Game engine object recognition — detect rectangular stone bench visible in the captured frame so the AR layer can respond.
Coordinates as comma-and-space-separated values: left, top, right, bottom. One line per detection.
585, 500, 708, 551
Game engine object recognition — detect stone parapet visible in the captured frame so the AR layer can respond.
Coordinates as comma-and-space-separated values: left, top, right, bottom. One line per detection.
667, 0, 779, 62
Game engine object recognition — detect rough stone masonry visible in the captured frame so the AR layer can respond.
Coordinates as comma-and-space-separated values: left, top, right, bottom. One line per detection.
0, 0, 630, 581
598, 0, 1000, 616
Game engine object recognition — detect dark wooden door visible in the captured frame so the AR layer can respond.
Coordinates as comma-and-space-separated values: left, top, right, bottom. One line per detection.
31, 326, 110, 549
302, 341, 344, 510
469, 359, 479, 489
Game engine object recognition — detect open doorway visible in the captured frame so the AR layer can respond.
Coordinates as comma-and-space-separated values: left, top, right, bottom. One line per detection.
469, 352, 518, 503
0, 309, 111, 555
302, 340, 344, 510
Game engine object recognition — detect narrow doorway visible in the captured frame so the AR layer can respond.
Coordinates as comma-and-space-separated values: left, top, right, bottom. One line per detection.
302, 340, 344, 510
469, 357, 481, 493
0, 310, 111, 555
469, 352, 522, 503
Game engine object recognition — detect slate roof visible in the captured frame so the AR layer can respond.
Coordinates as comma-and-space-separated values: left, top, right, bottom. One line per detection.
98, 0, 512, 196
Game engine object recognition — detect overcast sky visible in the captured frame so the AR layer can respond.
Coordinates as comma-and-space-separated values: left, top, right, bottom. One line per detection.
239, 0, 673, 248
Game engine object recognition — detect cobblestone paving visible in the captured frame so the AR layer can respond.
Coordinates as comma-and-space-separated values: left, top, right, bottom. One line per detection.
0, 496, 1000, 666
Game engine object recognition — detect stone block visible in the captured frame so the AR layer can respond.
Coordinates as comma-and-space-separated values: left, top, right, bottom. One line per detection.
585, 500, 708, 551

______________________________

GOAL:
Starting at the line that contains "Game engine object recognition — detect stone block" and ending at the final line of the records, reproduce each line as a numbered list, omitting any blank lines.

COMPLETED TASK:
1. Game engine object recognition — detect stone block visible in the captured frame so the AR layer can respond.
2. Coordinates as comma-and-space-separated values: left, top, right, bottom. One line per detection.
3. 585, 500, 708, 551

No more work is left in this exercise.